[Items from a data source]

- - - - -

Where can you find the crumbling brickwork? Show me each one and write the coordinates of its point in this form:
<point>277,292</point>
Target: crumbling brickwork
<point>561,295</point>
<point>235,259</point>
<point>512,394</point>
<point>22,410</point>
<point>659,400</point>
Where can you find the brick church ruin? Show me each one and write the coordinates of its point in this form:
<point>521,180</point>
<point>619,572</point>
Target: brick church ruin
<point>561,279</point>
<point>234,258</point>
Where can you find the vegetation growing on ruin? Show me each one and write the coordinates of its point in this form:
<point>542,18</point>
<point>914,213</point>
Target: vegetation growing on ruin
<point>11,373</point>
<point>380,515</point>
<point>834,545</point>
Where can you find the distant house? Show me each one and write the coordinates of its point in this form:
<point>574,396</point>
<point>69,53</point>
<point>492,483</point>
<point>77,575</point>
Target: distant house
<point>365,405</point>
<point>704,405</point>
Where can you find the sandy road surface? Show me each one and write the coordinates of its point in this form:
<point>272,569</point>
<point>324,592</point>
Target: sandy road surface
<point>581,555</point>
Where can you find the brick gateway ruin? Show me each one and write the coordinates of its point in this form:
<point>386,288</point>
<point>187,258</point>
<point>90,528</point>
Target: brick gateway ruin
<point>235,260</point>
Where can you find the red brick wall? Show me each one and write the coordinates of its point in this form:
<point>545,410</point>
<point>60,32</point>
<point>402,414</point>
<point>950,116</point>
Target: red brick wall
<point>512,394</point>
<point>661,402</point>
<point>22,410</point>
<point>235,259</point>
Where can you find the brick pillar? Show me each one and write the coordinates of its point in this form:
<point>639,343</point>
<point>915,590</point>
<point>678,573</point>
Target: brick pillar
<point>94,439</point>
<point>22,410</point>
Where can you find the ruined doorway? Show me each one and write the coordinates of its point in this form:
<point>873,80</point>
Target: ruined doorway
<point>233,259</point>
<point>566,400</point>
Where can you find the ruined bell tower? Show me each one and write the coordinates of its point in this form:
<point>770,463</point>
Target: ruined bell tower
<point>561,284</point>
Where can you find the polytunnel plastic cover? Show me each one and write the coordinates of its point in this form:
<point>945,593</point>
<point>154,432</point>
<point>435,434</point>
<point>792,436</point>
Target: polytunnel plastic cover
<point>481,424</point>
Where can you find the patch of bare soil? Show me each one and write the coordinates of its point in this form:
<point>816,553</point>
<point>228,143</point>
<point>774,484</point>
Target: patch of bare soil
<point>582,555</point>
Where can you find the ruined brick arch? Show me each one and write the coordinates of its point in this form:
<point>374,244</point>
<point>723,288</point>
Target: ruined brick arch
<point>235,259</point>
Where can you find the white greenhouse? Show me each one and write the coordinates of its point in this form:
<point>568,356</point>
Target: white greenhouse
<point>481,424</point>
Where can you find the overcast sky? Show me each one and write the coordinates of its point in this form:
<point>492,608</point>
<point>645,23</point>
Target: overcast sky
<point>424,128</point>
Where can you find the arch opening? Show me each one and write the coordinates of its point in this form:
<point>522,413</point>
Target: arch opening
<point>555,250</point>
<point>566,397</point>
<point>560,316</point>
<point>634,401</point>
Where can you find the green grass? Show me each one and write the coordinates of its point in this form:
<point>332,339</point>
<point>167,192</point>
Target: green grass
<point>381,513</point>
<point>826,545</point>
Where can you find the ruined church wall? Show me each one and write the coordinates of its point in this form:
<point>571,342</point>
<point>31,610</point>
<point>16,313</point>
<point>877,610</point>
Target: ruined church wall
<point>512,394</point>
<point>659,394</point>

- - - - -

* ACTIVITY
Of the lines above, extract only those from the line with "Where can you find the white" to the line with "<point>645,23</point>", both included, exactly as written.

* RESPONSE TO THE EXERCISE
Where can you find the white greenhouse? Show me each one and write the coordinates of its point in this form:
<point>568,356</point>
Target: white greenhouse
<point>481,424</point>
Where can you find the overcast sky? Show me each one and write the coordinates of its point in this form:
<point>492,608</point>
<point>645,23</point>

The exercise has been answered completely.